* What needs to be done
Reproduce every one of the lines below word for word, and leave the pictures out of your answer.

※ ※ ※

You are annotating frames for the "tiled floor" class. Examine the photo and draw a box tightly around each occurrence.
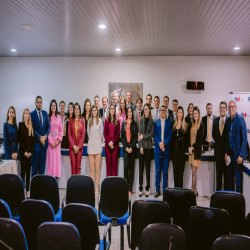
[60,189,210,250]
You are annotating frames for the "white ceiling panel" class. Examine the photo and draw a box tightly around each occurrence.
[0,0,250,56]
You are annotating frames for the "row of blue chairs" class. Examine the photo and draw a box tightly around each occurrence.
[0,175,250,249]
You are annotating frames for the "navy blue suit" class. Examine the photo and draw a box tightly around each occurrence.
[154,119,172,192]
[225,113,247,193]
[30,109,50,177]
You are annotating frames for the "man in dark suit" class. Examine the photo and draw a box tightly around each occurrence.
[168,99,178,122]
[126,91,136,111]
[99,96,109,123]
[225,101,247,193]
[202,103,217,151]
[163,96,173,119]
[133,97,143,128]
[30,96,50,177]
[154,105,172,198]
[212,101,228,191]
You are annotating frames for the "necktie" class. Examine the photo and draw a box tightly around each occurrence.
[38,110,43,132]
[161,120,165,142]
[207,117,210,142]
[220,119,224,136]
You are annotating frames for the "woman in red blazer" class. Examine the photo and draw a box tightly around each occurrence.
[68,103,85,175]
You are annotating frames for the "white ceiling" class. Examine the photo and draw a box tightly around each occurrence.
[0,0,250,56]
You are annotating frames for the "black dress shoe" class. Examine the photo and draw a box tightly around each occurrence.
[154,191,160,198]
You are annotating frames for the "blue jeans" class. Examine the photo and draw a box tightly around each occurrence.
[31,148,47,177]
[228,152,243,193]
[155,154,170,192]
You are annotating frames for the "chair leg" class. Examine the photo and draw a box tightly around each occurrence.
[121,225,124,250]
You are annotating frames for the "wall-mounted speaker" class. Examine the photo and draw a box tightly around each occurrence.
[187,81,205,90]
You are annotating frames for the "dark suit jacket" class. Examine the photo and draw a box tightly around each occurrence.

※ ※ ※

* Final result
You are annotating frames for the "tiled floor" class. Examine the photo and draw a box tightly around each occurrence.
[60,189,210,250]
You are annotating frames for the "white ceiling panel" class. Examine the photo and draw a box tightly around each occurrence.
[0,0,250,56]
You are annotating frames for the "row of blue chairs" class. Examine the photo and draw a box tightly around each occurrence.
[0,175,250,249]
You are annotating frames for the "navy blue suit" class. Examine the photo and draw a box tightly around each occurrence.
[154,119,172,192]
[225,113,247,193]
[30,109,50,177]
You are annotating frames for the "man in dark suit" class. Examine the photo and draw a box tightly around each occurrence.
[168,99,178,122]
[126,91,136,111]
[99,96,109,123]
[225,101,247,193]
[202,103,217,151]
[163,96,173,119]
[133,97,143,128]
[30,96,50,177]
[154,105,172,198]
[212,101,228,191]
You are annotating frames for the "necktie" class. Examine the photo and draw a box tightly around each occurrence.
[38,110,43,132]
[161,120,165,142]
[207,117,210,142]
[220,119,224,136]
You are annotating frames for the "woman in red blazer" class. Examine the photo and draw a box tightly around each occurrence.
[68,103,85,175]
You are annotating frames for the "white ceiling" class. Examine the photo and draw a box tightly around each occurrence.
[0,0,250,56]
You are annotating frames for the "black dress shoe" class. Examine the photo and draw a box tightly around each occurrence.
[154,191,160,198]
You are annotating frames for the "blue jeans" class. Examine the photo and draw a box tightly around each occurrence.
[31,148,47,177]
[228,152,243,193]
[155,154,170,192]
You are annotating frames for the "chair leg" class. Examine the photo and draw a box tightly around each occurrence.
[121,225,124,250]
You are annotating frames for the "wall-mounted speaker" class. Examine the photo and draw a box tightly around each occurrence.
[187,81,205,90]
You are annotating frames for the "dark suit jacket" class. Examine the photo and draw a box tightly around each occurrence.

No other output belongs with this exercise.